[Data extracted from a collection]
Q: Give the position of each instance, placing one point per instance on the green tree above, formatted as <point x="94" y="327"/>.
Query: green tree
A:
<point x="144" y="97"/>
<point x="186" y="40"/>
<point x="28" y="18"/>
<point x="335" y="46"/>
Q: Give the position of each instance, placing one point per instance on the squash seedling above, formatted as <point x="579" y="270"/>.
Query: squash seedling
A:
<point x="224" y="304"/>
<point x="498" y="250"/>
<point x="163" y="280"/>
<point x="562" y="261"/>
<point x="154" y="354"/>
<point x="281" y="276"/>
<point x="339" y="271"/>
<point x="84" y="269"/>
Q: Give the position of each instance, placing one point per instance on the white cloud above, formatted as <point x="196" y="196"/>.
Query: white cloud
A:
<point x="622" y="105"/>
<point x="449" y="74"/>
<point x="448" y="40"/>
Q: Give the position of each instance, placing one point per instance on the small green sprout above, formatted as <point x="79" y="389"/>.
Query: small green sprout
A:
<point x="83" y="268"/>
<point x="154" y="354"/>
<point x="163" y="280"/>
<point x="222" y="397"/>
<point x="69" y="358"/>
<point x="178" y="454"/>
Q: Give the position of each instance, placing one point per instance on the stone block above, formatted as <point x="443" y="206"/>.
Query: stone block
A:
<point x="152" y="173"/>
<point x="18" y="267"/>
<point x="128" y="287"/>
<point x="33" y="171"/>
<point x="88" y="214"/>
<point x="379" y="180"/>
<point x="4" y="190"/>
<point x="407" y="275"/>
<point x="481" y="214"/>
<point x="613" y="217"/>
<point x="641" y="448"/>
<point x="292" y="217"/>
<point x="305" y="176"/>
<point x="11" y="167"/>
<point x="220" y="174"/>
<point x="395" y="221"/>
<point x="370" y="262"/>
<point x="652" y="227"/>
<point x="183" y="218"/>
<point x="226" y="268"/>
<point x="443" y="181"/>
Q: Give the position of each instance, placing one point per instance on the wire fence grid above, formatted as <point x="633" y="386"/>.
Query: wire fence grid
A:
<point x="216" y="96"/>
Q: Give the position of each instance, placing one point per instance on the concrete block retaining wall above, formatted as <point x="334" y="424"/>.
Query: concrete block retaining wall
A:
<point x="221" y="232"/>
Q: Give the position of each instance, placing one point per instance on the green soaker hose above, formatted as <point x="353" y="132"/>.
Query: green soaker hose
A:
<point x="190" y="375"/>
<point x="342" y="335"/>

- YOUR TASK
If a line in the entries contains "formatted", copy it.

- OUTPUT FOR THIS EXERCISE
Q: Give the position of each instance, placing one point per instance on the green tree above, formatted as <point x="94" y="327"/>.
Q: Give the position of each instance, placing one point per instance on the squash seedling above, formatted as <point x="579" y="270"/>.
Q: Give the position of each instance, placing one point per instance on the white cloud above, formatted as <point x="196" y="196"/>.
Q: Give the position of each instance, placing one point per instance on the small green sprout above, formatted as <point x="79" y="389"/>.
Q: Give the position of each instance, placing one point per instance on the stone block above, formatted as <point x="443" y="206"/>.
Q: Give the position of each instance, placing one point per instance on the wire fence grid above, formatted as <point x="633" y="386"/>.
Q: Give the position of each instance, placing one point per instance on the concrete block retaining wall above, formatted as <point x="334" y="424"/>.
Q: Give the position of each instance, placing one point per instance on the green soaker hose above, formatted as <point x="353" y="132"/>.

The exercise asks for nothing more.